-- Start of QUOTED TEXT --

1. Project Background
The governments in developing countries like India face a difficult task of dealing with numerous functions that are required to provide needed services to citizens, and finding ways to interact with citizens to provide these services in a manner that is responsive and accountable to the satisfaction of the citizen. Traditionally governments are divided into numerous departments and sections, each of which develops, administers and delivers some services. The citizen needs to know which department or office is responsible for delivering which service, and even then she often realizes that her actual needs are hopelessly divided between functions of a few different offices, and that these offices are just not structured to take a unified view of meeting her specific need. Under the circumstances, even if she is able to spend all the time running around these different offices, she just may still be left unsatisfied.
The new ICTs have been used by businesses as well as by governments to get more customer/ citizen centric. The basic model is to provide a unified ICT aided interaction point between the whole organization and the customer/ citizen. All the needs of the customer/citizen are taken through this interface, communicated to the needed section within the organization, the service fulfillment obtained and delivered to the customer/citizen through the same interface. This interface also takes in the all-crucial customer/citizen feedback in terms of satisfaction index, suggestions etc and these are communicated to the concerned section within the organization for necessary action.
This unified interaction point, though almost always made possible through use of Internet technologies, may be accessed by the customer/citizen in a number of ways, as is most convenient to her. It could actually be an online interaction, but as likely, it can be through telephone or a personal meeting with front-end personnel who themselves are aided by networked computers.
However, a successful organizational transformation to take a citizen-centric orientation is a complex process, and even many top business companies are still grappling with the issues of business process re-engineering, which in this case can be so far-reaching as to throw up very difficult organizational issues. A few years back, Motorola actually changed its business division structure which was based on production logic, to customer segment based business divisions - home users, small businesses etc. And many companies are still learning the ropes of having quality interactions with customers through call centres, online interactions etc and developing complex technological and institutional capacities for Customer Relationship Management.

-- End of QUOTED TEXT --
-- Start of MATERIAL SUPPLIED --

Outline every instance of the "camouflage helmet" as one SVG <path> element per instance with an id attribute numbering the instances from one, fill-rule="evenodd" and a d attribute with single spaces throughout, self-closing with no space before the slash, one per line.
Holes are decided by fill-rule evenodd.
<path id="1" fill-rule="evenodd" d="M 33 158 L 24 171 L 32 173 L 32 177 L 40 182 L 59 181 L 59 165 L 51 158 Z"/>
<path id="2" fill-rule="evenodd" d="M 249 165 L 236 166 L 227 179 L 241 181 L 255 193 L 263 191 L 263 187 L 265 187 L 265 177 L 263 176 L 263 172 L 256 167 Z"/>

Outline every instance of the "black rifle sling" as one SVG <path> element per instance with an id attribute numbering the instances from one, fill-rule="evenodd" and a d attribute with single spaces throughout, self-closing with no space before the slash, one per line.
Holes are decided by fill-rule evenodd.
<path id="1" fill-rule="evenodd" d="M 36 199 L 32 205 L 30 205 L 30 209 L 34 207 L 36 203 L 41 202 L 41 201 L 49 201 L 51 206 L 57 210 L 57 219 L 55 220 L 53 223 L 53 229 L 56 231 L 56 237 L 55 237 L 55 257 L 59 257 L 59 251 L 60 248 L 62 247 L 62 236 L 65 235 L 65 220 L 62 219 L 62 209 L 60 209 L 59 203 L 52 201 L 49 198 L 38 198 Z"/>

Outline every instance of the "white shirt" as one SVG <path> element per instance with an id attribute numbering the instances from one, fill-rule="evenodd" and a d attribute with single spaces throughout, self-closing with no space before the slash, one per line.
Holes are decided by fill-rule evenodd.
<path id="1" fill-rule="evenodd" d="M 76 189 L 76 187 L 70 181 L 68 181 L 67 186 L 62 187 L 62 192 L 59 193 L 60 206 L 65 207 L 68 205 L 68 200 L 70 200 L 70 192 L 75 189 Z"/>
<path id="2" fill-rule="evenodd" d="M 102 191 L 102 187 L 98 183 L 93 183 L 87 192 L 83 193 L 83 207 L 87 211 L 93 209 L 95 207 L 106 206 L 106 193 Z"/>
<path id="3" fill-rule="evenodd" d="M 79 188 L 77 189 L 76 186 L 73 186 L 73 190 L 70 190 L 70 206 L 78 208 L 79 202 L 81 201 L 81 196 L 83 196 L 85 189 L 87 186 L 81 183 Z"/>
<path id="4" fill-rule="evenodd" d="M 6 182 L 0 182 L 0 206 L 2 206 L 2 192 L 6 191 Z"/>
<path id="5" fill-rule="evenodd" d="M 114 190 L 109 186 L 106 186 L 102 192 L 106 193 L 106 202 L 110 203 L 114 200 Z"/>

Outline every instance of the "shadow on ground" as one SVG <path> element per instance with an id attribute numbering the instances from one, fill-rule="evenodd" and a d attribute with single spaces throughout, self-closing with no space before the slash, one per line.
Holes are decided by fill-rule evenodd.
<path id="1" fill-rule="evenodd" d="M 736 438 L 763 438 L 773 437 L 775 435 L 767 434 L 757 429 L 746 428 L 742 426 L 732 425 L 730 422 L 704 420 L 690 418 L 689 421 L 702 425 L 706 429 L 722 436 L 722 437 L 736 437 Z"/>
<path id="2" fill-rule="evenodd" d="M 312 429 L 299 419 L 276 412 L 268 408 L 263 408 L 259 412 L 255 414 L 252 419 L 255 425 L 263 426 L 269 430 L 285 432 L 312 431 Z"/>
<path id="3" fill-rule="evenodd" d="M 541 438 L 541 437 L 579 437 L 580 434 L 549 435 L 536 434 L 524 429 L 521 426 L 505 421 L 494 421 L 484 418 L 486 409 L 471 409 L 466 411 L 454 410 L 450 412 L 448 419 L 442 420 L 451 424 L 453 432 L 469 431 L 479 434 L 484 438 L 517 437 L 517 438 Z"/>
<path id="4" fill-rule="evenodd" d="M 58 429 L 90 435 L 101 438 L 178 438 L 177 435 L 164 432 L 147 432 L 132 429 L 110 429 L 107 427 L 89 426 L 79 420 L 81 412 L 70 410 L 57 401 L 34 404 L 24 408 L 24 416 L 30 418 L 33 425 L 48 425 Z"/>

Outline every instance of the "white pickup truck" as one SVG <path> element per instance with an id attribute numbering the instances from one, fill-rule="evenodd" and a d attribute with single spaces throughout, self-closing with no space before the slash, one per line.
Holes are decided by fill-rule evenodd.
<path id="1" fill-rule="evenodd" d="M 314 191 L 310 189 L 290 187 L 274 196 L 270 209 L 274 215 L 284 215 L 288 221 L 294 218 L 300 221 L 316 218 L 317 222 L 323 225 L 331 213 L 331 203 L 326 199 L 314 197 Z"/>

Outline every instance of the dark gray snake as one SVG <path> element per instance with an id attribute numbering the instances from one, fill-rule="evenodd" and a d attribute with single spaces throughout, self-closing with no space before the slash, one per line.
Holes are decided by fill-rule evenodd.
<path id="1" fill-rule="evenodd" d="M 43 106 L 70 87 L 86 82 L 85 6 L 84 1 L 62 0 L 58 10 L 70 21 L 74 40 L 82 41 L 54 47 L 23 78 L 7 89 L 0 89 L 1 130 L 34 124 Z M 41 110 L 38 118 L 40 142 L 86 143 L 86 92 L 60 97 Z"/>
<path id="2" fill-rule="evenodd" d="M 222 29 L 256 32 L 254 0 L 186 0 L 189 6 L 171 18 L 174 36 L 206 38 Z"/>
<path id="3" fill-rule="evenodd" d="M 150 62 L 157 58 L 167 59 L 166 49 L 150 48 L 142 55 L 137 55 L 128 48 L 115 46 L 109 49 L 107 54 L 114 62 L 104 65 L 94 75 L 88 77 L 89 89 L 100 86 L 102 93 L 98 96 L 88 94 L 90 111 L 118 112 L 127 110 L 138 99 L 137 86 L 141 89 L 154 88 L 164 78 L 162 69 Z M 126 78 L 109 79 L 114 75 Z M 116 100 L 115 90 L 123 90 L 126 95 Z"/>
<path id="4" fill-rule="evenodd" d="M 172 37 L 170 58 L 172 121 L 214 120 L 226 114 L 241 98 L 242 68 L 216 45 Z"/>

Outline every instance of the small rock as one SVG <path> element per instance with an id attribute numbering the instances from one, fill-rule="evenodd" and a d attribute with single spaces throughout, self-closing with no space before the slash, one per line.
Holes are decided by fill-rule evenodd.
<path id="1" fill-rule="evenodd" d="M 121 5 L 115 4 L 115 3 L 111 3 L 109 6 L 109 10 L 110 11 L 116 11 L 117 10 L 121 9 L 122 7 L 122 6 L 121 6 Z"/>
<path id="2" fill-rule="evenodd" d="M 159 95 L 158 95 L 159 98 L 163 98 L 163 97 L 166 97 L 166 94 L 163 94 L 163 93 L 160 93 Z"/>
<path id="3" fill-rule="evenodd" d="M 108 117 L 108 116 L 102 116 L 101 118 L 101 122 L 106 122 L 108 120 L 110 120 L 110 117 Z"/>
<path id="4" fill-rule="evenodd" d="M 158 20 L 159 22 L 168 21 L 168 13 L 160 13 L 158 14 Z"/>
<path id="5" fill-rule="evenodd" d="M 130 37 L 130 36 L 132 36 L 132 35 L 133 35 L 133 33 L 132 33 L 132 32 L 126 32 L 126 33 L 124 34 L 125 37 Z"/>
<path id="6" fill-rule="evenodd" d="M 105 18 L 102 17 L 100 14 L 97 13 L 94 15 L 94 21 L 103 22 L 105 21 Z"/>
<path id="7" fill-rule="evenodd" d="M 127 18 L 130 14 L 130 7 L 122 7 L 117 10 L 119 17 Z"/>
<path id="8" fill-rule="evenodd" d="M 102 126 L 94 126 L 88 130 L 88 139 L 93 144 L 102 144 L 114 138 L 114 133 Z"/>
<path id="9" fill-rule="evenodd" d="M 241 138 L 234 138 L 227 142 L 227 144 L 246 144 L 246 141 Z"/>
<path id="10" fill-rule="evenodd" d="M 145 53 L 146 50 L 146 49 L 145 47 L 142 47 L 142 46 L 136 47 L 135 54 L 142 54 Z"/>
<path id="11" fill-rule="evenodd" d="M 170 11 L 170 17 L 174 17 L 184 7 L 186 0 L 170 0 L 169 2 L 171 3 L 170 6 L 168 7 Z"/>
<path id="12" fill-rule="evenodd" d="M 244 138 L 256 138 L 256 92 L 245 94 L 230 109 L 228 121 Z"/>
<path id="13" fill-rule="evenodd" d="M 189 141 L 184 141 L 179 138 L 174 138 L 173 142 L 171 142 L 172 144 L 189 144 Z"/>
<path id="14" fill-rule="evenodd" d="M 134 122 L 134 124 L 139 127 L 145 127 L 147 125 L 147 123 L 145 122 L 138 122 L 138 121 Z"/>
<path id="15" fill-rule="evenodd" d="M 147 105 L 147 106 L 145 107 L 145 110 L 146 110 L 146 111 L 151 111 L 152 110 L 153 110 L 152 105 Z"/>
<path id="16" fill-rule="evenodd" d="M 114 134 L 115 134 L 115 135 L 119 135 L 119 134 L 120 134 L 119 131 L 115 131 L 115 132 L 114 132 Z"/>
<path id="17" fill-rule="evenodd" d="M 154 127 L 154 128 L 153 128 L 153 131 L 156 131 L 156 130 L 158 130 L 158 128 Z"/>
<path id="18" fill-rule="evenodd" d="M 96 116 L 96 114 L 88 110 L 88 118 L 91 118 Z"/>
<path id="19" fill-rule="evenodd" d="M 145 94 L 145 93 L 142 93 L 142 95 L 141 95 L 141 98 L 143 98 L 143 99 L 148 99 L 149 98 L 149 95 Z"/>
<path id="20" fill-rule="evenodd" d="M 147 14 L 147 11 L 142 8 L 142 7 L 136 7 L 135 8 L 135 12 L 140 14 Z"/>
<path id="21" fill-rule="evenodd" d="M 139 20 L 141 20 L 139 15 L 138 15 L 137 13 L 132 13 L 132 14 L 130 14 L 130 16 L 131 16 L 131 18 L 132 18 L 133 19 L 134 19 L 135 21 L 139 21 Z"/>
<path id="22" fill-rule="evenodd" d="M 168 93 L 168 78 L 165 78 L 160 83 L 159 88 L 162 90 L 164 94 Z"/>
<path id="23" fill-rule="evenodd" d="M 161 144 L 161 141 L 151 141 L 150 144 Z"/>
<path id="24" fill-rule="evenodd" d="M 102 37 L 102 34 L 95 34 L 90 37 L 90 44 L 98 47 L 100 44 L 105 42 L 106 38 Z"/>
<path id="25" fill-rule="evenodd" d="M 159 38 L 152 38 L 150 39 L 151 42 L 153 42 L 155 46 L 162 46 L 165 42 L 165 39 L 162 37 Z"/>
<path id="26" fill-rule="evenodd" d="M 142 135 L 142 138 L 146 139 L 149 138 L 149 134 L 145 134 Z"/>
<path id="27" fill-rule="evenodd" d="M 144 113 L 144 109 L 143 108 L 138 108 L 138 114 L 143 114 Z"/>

-- End of MATERIAL SUPPLIED --

EXERCISE SET:
1. Copy the project background on citizen-centric government services word for word, from "The new ICTs" to "for necessary action.".
2. Write the next part of the project background on citizen-centric government services, beginning right after its final sentence.

TASK RESPONSES:
1.
The new ICTs have been used by businesses as well as by governments to get more customer/ citizen centric. The basic model is to provide a unified ICT aided interaction point between the whole organization and the customer/ citizen. All the needs of the customer/citizen are taken through this interface, communicated to the needed section within the organization, the service fulfillment obtained and delivered to the customer/citizen through the same interface. This interface also takes in the all-crucial customer/citizen feedback in terms of satisfaction index, suggestions etc and these are communicated to the concerned section within the organization for necessary action.

2.
The basis of e-governance is not a simple online interaction with the citizen, it implies these complex organizational restructurings. E-governance has to make the citizen’s life easier, and not more difficult. So, when the citizen doesn’t find internet as his preferred way of interaction (which is obviously so for an overwhelming majority of citizens in countries like India), the convenience of a personal interaction needs to be at hand. This is why many state governments in India have come up with ‘Citizen Service Centres’ where front-end staff equipped with networked access to various backend offices of the government interacts with and provides services the citizen. Many departments, taking a leaf out of the corporate world’s book, are also experimenting with call-centres or helplines to service the citizens. The service outreach to far-flung rural areas is an issue of completely different dimensions. Governments have encouraged private and community bodies to experiment with service kiosks, where the kiosk operator equipped with Internet based networking with government departments, mediates delivery of some services to the citizens.
The fact that the exciting new possibilities have been tried to be worked on an old and unaltered organizational and institutional structure has predictably led to problems, of under-efficiencies as well as ineffectiveness.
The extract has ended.